Beginning at the line that contains "Please outline every instance of the overcast", reproduce every line to the end of the material without changing any of them.

== Material

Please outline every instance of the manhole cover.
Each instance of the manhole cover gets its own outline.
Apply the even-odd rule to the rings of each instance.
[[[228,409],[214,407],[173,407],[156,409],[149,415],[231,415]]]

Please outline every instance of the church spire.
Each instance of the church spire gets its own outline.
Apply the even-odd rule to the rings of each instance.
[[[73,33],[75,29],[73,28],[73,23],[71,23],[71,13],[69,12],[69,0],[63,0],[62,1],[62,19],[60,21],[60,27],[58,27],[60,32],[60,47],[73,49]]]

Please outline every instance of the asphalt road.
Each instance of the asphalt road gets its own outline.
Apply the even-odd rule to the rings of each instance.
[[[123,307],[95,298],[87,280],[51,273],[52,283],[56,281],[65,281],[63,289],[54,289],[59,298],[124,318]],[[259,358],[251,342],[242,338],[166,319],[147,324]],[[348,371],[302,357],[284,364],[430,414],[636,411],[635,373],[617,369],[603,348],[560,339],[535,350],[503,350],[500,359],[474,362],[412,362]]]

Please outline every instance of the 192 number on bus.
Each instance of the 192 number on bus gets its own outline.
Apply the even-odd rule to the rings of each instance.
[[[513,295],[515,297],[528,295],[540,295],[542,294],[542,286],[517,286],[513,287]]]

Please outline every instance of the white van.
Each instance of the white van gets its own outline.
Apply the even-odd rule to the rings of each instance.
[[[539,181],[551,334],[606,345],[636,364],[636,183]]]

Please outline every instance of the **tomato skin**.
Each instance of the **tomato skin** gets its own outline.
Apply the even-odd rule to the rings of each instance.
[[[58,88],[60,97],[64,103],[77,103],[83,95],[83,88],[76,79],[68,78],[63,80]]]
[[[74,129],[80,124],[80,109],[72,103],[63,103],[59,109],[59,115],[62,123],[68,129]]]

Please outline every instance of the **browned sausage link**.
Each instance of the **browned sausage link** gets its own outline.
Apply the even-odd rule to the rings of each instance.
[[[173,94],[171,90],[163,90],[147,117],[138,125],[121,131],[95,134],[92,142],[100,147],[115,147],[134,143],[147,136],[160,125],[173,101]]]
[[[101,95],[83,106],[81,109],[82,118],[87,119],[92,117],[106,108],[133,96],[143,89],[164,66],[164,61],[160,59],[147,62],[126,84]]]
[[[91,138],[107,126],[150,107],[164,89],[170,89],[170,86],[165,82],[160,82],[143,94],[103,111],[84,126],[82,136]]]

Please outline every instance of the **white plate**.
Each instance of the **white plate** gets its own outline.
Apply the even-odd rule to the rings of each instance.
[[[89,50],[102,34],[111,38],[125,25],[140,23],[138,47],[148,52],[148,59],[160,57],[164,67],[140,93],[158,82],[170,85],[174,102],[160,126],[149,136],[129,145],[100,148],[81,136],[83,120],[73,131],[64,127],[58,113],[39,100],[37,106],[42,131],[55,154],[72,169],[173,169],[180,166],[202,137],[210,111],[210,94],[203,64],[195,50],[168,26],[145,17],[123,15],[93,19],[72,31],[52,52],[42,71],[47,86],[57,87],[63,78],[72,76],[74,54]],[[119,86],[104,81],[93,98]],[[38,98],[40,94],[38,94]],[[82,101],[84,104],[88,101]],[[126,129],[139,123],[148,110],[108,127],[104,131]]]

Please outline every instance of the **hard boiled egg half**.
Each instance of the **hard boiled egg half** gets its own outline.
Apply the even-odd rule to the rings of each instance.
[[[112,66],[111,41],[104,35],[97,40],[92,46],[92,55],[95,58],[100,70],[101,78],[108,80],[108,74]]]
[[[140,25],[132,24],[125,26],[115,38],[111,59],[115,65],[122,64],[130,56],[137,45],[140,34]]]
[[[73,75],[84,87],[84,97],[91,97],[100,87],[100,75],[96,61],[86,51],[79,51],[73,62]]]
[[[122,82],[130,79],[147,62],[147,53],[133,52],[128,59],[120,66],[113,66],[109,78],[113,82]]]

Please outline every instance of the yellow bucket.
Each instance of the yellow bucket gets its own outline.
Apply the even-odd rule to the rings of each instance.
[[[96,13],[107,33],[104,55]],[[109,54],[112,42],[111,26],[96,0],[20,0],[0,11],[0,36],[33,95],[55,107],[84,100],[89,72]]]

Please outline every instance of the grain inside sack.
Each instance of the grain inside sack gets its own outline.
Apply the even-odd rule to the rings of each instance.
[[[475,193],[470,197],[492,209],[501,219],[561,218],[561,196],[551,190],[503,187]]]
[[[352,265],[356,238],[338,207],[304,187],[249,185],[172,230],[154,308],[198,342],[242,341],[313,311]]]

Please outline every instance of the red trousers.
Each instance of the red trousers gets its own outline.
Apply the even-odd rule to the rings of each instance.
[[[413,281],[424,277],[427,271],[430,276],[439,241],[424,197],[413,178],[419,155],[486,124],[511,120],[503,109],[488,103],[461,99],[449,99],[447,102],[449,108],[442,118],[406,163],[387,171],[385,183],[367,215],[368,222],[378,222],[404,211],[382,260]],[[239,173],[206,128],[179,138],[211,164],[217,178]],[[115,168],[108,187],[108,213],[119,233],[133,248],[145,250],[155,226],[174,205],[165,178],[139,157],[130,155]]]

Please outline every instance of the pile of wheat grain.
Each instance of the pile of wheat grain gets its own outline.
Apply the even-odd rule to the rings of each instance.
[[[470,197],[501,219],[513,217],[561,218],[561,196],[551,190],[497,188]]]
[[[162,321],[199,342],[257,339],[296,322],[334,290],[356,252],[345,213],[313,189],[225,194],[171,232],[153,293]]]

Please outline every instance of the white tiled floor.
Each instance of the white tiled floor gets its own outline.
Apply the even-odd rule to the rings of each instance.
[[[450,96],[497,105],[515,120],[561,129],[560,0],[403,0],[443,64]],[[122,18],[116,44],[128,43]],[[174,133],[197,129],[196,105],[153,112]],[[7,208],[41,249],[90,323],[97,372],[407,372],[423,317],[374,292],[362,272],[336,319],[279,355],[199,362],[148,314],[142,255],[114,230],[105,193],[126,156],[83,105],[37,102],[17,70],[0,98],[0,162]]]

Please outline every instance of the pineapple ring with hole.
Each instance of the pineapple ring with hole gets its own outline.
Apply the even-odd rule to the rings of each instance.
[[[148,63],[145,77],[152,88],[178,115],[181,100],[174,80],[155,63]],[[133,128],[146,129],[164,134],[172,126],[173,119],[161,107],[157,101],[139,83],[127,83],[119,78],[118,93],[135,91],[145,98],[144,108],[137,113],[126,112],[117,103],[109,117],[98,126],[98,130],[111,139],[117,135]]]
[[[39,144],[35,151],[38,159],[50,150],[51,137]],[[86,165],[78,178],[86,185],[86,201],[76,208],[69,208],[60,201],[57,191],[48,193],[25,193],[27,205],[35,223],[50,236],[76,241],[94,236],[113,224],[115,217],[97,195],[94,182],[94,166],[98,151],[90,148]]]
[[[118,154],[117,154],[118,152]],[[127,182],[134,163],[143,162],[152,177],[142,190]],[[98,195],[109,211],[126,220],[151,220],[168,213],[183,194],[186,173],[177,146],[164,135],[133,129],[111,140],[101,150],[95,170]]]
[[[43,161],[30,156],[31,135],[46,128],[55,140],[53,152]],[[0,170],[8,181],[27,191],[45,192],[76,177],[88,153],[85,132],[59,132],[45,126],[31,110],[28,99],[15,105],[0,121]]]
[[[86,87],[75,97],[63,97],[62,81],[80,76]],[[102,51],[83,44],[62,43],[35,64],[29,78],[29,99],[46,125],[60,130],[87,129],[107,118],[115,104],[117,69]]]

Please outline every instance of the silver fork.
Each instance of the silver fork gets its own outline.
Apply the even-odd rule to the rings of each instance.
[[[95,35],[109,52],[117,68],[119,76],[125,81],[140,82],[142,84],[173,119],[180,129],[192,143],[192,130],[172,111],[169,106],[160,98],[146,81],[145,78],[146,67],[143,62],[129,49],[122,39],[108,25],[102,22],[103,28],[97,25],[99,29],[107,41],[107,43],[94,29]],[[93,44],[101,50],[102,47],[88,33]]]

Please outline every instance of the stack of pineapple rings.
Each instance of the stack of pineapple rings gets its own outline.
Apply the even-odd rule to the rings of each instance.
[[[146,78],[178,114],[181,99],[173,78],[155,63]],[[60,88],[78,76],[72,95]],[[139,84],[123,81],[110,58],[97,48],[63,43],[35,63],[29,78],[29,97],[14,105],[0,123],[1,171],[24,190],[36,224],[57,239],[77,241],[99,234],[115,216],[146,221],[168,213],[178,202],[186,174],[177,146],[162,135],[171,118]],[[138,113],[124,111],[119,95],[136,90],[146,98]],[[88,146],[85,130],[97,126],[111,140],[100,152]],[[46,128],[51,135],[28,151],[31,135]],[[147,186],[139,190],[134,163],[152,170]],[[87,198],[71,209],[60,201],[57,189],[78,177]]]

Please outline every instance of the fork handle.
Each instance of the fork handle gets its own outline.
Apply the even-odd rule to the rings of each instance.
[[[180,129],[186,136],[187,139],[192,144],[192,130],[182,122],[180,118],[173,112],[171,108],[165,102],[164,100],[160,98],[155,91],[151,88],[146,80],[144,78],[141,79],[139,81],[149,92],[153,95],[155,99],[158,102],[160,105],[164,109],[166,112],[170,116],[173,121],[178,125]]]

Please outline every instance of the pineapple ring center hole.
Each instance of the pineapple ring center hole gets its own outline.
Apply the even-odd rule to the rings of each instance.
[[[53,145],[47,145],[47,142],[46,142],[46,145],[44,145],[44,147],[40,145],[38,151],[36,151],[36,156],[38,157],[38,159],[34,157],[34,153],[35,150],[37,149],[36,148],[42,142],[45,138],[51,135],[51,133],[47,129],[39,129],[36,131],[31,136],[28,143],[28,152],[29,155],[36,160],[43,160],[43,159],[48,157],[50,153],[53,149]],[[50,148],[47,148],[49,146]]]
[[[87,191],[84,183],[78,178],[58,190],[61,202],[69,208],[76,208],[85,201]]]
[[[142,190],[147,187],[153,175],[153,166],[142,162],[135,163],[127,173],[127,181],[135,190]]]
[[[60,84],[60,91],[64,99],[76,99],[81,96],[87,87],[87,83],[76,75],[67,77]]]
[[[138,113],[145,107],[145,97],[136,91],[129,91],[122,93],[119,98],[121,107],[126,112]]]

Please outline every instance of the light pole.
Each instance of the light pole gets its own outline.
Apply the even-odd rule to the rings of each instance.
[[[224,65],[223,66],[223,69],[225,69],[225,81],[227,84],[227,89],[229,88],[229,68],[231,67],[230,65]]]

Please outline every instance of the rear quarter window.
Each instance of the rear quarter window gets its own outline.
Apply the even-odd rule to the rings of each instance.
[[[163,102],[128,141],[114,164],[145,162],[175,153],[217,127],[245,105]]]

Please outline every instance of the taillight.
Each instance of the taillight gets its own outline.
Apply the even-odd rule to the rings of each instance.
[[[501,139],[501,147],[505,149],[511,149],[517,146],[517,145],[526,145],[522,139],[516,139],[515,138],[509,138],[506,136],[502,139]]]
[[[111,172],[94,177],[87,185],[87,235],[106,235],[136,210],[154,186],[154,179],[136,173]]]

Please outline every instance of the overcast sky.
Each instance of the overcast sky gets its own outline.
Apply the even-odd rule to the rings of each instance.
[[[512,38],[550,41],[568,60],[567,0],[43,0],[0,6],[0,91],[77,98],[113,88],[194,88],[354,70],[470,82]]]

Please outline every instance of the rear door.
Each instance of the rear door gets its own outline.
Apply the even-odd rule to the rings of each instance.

====

» Complete response:
Please outline every instance of the overcast sky.
Each instance of the overcast sky gets its own outline.
Apply the even-odd rule to the rings of each instance.
[[[512,38],[550,41],[568,60],[567,0],[43,0],[0,6],[0,91],[77,98],[113,88],[194,88],[354,70],[470,82]]]

Please outline every instance of the rear door.
Each instance of the rear door gets its own outline.
Apply the even-odd rule to the rings of each instance.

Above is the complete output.